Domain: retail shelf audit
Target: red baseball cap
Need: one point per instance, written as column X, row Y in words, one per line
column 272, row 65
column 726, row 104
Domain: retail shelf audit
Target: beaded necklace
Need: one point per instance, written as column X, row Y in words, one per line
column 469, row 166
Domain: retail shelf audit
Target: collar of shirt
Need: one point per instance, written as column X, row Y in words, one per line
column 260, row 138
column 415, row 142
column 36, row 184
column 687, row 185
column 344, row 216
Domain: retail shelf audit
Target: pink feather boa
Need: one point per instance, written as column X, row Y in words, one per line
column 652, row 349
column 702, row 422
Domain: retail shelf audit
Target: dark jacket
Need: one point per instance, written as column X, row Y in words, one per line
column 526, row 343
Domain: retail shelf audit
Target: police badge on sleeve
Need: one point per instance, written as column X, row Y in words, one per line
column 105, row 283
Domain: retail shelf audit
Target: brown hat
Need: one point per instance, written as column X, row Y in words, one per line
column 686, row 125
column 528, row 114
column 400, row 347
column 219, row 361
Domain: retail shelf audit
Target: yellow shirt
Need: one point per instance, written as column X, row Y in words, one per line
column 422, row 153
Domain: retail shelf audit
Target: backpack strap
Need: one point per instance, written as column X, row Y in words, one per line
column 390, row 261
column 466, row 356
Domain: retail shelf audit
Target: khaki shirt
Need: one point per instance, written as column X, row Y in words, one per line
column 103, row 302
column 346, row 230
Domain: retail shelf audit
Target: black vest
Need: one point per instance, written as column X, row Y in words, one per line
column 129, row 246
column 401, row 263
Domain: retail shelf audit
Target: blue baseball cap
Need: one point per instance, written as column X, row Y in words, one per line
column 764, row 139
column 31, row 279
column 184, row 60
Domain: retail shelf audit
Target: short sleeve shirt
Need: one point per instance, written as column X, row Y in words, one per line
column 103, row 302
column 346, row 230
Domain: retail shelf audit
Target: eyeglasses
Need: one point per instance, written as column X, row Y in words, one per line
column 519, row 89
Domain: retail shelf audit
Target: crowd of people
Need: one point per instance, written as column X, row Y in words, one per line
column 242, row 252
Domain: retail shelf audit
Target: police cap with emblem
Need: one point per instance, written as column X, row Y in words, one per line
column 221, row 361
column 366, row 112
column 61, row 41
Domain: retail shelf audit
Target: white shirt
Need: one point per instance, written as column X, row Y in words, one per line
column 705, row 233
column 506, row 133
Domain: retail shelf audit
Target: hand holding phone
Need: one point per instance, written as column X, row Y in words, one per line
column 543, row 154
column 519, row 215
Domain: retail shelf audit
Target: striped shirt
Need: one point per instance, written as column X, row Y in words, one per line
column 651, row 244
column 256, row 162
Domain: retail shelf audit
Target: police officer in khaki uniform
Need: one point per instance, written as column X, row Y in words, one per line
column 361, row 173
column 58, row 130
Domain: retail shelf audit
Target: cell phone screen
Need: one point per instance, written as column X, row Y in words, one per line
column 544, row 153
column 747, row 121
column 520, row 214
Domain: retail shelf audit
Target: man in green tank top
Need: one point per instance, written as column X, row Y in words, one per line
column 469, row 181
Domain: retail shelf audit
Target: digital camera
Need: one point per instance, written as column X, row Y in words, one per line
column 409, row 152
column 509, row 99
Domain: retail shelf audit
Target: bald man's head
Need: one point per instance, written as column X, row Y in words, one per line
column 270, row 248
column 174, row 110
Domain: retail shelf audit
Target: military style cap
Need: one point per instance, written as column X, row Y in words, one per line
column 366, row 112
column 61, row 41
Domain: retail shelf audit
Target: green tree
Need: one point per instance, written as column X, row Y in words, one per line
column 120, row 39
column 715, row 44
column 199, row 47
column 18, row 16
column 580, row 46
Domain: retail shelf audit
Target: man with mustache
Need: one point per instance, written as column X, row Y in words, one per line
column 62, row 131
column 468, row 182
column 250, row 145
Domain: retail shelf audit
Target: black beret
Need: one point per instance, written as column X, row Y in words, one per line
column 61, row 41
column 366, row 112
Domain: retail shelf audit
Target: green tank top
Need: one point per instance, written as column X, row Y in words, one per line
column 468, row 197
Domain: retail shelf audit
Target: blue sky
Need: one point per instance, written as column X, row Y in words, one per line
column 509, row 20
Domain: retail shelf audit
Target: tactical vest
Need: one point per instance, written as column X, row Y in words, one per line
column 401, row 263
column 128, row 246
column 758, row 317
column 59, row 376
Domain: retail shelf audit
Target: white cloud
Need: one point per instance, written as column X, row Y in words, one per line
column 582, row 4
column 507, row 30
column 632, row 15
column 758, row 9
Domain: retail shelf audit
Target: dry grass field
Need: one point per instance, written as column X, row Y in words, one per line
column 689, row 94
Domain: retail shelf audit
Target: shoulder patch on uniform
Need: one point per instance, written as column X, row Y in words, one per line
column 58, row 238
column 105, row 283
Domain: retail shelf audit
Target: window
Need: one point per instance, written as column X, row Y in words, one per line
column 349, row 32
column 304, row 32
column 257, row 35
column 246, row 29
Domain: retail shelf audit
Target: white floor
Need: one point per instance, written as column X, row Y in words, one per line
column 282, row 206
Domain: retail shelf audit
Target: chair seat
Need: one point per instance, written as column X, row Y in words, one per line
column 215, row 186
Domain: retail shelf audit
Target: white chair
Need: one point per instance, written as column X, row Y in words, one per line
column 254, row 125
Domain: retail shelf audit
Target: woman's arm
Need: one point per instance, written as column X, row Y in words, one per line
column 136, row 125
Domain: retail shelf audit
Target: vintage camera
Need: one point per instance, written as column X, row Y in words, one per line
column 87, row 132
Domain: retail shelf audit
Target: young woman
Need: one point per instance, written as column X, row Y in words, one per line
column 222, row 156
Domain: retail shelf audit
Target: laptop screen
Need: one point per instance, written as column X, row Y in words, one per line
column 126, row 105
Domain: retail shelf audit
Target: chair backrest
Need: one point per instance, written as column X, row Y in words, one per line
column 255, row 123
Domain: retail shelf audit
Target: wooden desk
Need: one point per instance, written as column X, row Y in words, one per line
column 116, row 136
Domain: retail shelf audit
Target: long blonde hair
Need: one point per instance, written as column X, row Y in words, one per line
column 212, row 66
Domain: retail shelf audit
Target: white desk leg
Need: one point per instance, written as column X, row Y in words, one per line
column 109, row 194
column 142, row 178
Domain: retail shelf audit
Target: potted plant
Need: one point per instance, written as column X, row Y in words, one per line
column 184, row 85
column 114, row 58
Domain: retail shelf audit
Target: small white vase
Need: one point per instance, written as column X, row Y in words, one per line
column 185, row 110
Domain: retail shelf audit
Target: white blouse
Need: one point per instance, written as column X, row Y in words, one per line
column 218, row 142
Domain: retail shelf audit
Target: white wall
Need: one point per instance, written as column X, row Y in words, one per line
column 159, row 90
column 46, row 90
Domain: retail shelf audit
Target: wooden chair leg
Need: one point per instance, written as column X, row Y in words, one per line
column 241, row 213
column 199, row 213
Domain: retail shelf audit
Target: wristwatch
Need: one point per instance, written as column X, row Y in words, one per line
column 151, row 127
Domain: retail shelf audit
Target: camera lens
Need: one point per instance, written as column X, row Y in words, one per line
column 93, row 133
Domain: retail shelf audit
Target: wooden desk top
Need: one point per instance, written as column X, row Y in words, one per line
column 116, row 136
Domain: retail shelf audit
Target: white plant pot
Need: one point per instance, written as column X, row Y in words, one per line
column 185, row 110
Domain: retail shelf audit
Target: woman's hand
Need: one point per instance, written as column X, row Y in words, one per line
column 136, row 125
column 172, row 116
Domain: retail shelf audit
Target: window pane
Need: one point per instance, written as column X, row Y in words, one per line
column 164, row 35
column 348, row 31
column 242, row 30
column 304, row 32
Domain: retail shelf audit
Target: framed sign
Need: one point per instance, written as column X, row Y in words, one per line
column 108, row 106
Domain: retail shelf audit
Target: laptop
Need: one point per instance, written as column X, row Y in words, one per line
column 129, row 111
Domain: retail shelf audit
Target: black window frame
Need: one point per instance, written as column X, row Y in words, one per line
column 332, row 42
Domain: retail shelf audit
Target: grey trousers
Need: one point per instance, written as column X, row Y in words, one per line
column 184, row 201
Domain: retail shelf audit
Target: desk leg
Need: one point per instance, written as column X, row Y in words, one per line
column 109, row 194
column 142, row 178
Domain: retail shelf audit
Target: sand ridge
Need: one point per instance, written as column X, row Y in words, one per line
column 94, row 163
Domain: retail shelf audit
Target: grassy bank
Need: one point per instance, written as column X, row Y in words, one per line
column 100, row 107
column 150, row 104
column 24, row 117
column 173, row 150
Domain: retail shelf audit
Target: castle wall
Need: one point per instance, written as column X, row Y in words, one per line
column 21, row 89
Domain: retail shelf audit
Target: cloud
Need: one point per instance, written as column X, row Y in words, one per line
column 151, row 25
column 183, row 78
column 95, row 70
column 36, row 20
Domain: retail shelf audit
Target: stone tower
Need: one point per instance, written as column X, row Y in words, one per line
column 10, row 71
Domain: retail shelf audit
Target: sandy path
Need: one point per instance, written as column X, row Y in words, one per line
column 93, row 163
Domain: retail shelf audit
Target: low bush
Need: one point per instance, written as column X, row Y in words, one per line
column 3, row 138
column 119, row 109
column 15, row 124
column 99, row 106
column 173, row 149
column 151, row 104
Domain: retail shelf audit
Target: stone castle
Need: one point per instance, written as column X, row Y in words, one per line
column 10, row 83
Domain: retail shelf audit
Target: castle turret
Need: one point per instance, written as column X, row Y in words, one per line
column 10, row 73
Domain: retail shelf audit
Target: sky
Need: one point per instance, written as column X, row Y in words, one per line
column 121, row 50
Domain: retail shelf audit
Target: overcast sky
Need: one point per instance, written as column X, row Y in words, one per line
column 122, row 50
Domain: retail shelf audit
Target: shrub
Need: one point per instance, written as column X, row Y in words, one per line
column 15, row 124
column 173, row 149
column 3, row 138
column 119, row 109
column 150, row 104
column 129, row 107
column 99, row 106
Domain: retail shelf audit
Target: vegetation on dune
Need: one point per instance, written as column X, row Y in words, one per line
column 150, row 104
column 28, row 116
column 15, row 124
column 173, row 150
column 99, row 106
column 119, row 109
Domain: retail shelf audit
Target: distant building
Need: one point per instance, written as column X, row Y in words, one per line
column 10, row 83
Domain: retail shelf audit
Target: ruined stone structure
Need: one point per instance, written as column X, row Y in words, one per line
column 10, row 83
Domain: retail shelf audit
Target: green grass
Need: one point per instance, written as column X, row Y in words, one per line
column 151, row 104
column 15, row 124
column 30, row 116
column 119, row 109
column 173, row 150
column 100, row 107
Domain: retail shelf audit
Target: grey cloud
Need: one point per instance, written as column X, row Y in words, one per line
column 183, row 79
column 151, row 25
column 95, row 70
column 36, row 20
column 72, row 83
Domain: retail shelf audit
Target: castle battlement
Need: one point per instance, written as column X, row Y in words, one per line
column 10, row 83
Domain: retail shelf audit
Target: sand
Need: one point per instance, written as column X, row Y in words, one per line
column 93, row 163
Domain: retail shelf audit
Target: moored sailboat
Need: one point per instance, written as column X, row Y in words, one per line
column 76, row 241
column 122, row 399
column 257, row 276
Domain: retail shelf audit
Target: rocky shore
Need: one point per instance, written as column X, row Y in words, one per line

_ _ _ _ _ _ _

The range runs from the line with "Target: stone castle" up to and including the line with "Target: shrub" in the listing above; please write out exactly those lines and nothing more.

§ **Task result**:
Target: stone castle
Need: one point per instance, written as column X, row Y in words, one per line
column 10, row 83
Domain: retail shelf audit
Target: castle turret
Need: one point per instance, written as column X, row Y in words, one per line
column 10, row 73
Domain: retail shelf audit
Target: sky
Need: one point per instance, written as column X, row Y in words, one per line
column 121, row 50
Domain: retail shelf audit
Target: overcast sky
Need: one point per instance, written as column X, row Y in words, one per line
column 122, row 50
Domain: retail shelf audit
Target: shrub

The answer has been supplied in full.